Instrução 1 — No trecho sobre Geralda Farine da Silva, por quantos dias ela ficou na casa do tio em Belo Horizonte na primeira passagem pela cidade?

Trecho —
Entre o fim de março e o início de abril, Geralda Farine da Silva seguiu para Uberaba, no Triângulo Mineiro, com o objetivo de se encontrar com Orlando Lorena Guerra, membro da Força Pública de Minas Gerais (atual Polícia Militar), com quem mantinha um relacionamento e pretendia morar. Sua filha ficou sob os cuidados da avó, em Juiz de Fora.
No trajeto até Uberaba, Geralda Farine da Silva passou por Belo Horizonte, onde permaneceu por três dias na casa de um tio, antes de seguir viagem. Sua estadia no Triângulo durou pouco mais de uma semana, conforme relatado por seu defensor. “Poucos dias depois, em vista dos maus-tratos a que foi sujeita por Orlando, que é soldado da Força Policial, apresentou queixa ao seu chefe, comandante do 14.º Batalhão da Força Policial, a quem pediu — e foi concedido — um passe para regressar a Juiz de Fora.”
“De posse do passe que lhe foi conferido, viajou novamente para Belo Horizonte, com destino a Juiz de Fora, tendo, no entanto, por se achar enferma, estacionado novamente na casa de seu tio, onde ficou cerca de sete dias”, continua o relato do capitão Paulo Lobo Peçanha. Enquanto se recuperava, Geralda Farine da Silva leu num jornal que havia sido declarada desertora e estava sendo procurada pela polícia.
Acompanhada do tio, apresentou-se voluntariamente ao Quartel-General da Infantaria Divisionária, em Belo Horizonte. Presa, foi então transferida para Juiz de Fora, “acompanhada de um investigador da polícia, que trazia também o ofício n.º 619, de 20 de abril, no qual consta a apresentação voluntária da acusada naquele Quartel-General”. Na sede da 4ª Região Militar, teve sua prisão mantida, à espera do julgamento.
Mulher reservista
“Abandonou o serviço da Fábrica e deixou Juiz de Fora para acompanhar o homem com quem vivia, mas não o teria feito, por certo, caso soubesse da lei que existia a respeito e das penas a que estaria sujeita.” Assim começa a primeira parte da defesa apresentada pelo capitão Paulo Lobo Peçanha. Em seguida, ele traça uma cronologia dos acontecimentos para demonstrar o desconhecimento da acusada quanto à legislação de guerra.
Geralda Farine da Silva deixou Uberaba no dia 13 de abril, com o propósito de retornar ao serviço na Fábrica de Juiz de Fora. Os jornais noticiaram o caso em 15 de abril, com destaque para o fato de se tratar do primeiro episódio de deserção envolvendo uma mulher. “Deste modo, fica provado que não foi o medo das sanções o móvel de sua decisão”, argumentou a defesa.
E prossegue: “O alarde causado pelo julgamento do primeiro operário incurso nos artigos do Decreto-Lei nº 4.937, de 9 de novembro de 1942, foi o que pôs o nosso operariado a par das penas a que estaria sujeito caso abandonasse o serviço. A simples leitura do decreto, para gente ignorante ou pouco instruída, pouco esclarecimento sobre as responsabilidades poderia oferecer; apenas um comentário geral, com linguagem mais acessível e exemplificações, poderia ter evitado este e outros casos de deserção que se verificaram nesta Fábrica.”

Instrução 2 — Redimensione os registros começando pela linha que contém "Excuse me, I need to find every blue roof" e seguindo até a linha que contém "[394,661,565,816]", ambas incluídas. Reescreva apenas essas linhas, com os pedidos, multiplicando cada coordenada das respostas por 0,55 e arredondando para números inteiros, com as metades para cima.

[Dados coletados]
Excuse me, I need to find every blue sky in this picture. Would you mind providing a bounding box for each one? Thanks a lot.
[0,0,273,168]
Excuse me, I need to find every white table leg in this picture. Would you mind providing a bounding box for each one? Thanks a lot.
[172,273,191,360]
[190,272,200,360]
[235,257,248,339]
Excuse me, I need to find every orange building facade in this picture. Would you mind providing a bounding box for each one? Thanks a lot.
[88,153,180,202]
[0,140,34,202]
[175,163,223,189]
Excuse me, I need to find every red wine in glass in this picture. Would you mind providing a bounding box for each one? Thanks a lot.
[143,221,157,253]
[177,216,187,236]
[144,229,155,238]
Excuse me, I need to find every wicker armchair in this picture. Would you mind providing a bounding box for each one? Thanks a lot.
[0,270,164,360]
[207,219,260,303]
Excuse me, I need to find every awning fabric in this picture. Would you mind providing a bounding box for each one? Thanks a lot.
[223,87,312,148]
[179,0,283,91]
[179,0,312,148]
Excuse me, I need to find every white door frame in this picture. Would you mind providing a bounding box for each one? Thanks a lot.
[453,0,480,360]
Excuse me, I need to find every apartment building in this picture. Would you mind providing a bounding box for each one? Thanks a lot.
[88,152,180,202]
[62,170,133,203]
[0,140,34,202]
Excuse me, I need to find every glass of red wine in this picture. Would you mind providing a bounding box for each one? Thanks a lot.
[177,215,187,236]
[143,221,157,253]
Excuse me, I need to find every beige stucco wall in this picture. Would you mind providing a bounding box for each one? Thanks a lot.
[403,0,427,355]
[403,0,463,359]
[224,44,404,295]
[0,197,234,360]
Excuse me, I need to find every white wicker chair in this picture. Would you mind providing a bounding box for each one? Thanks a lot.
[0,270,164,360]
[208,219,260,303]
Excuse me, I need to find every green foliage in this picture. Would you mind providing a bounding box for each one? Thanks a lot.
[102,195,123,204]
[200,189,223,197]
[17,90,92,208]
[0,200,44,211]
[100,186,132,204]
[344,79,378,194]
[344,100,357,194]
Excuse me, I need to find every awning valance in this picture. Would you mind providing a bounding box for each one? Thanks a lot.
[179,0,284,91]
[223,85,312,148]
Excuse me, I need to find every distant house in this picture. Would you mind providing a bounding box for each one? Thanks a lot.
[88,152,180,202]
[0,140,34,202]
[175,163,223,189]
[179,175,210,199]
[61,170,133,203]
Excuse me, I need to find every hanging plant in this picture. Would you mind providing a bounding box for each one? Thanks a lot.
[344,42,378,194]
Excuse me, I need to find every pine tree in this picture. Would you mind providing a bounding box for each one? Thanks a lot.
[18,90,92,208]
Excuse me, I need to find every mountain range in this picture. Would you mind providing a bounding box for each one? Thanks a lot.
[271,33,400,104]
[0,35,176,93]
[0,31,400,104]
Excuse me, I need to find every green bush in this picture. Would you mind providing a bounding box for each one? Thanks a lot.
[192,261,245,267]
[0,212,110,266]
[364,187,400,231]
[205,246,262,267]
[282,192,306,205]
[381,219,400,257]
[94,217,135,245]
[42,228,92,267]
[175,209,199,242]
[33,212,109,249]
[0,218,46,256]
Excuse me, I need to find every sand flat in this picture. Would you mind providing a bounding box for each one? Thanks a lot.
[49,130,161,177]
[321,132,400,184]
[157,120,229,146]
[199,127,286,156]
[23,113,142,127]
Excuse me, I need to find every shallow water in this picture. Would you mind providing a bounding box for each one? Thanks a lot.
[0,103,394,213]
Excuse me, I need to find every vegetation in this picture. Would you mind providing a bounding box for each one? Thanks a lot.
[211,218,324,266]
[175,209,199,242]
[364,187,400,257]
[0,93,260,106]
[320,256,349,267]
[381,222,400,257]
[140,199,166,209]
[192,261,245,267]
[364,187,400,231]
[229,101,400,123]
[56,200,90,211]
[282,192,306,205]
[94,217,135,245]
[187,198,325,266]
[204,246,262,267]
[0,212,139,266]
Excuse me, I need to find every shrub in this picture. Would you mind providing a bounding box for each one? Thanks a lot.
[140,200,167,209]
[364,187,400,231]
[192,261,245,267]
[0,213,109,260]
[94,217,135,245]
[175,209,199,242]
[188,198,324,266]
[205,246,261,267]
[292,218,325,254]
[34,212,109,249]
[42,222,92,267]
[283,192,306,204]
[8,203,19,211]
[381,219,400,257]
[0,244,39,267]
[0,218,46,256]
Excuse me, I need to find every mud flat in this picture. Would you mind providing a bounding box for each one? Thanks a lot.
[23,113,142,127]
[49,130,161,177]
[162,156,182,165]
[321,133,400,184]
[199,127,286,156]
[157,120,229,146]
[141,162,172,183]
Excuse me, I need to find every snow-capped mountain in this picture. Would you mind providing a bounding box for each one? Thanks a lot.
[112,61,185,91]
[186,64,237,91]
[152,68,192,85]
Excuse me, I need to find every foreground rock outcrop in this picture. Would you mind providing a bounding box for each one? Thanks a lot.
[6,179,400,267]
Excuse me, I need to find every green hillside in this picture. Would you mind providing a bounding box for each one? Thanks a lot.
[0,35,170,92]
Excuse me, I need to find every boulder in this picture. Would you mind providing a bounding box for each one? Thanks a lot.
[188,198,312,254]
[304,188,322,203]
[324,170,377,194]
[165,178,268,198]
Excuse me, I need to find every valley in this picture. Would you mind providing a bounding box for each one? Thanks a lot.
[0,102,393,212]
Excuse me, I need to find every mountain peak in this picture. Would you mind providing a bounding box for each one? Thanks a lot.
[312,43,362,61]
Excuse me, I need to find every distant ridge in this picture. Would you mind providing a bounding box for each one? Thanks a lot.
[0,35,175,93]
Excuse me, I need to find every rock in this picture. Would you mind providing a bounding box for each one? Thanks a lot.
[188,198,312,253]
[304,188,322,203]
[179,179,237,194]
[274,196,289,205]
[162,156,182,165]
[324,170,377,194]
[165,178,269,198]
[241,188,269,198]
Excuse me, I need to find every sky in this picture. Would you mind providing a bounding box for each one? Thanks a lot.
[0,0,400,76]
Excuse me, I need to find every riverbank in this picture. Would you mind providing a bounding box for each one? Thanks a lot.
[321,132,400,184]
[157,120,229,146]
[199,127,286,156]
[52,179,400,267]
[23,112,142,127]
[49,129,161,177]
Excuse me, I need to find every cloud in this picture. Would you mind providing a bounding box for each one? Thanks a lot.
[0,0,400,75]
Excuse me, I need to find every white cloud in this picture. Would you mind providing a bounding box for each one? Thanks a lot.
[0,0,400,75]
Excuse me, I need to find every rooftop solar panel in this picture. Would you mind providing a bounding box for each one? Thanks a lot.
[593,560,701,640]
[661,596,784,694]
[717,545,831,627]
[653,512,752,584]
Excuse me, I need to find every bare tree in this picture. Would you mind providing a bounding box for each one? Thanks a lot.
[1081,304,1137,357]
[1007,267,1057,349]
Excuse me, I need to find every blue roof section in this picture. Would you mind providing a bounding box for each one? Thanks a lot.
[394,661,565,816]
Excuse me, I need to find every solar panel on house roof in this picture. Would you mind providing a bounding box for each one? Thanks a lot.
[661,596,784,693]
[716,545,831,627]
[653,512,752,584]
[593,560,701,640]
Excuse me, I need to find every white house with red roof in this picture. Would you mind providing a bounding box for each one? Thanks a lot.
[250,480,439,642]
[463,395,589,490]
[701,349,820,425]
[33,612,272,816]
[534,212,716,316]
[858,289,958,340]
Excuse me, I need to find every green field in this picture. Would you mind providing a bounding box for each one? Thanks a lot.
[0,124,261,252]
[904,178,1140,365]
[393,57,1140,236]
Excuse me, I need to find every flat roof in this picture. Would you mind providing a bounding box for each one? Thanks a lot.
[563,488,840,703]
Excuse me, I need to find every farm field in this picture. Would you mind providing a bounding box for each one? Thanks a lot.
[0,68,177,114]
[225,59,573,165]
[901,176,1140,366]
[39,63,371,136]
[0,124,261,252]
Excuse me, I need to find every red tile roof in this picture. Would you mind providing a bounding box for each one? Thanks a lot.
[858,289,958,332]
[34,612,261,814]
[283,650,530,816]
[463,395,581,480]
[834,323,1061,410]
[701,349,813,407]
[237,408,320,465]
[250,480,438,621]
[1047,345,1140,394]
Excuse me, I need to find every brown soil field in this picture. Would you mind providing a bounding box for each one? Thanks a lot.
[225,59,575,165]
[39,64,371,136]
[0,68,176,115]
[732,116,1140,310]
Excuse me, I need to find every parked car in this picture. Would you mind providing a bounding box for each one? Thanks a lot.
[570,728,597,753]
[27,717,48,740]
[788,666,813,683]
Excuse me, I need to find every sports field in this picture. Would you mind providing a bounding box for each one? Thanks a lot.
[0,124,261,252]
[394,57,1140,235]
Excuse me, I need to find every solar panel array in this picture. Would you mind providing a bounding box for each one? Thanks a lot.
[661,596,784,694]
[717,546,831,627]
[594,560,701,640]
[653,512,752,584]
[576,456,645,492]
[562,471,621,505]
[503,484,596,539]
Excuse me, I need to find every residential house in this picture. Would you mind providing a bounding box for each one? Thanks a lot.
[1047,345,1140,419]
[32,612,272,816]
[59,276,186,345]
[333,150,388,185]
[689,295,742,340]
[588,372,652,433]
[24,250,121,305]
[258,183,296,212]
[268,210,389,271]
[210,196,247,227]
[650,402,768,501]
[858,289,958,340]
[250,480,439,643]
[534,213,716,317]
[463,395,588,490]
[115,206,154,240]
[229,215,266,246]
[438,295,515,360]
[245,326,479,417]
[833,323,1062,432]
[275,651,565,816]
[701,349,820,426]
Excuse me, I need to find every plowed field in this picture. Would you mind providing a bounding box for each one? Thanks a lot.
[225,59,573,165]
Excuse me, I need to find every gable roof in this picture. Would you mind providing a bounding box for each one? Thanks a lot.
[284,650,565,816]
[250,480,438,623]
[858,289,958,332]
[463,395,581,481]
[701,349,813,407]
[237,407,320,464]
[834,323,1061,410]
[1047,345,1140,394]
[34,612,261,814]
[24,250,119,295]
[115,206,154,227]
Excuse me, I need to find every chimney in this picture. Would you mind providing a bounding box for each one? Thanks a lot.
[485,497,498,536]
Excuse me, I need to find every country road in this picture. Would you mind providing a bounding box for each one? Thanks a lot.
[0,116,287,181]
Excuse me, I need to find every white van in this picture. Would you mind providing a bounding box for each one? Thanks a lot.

Saída completa 1 — Três dias.

Saída completa 2 —
Excuse me, I need to find every blue roof section in this picture. Would you mind providing a bounding box for each one? Thanks a lot.
[217,364,311,449]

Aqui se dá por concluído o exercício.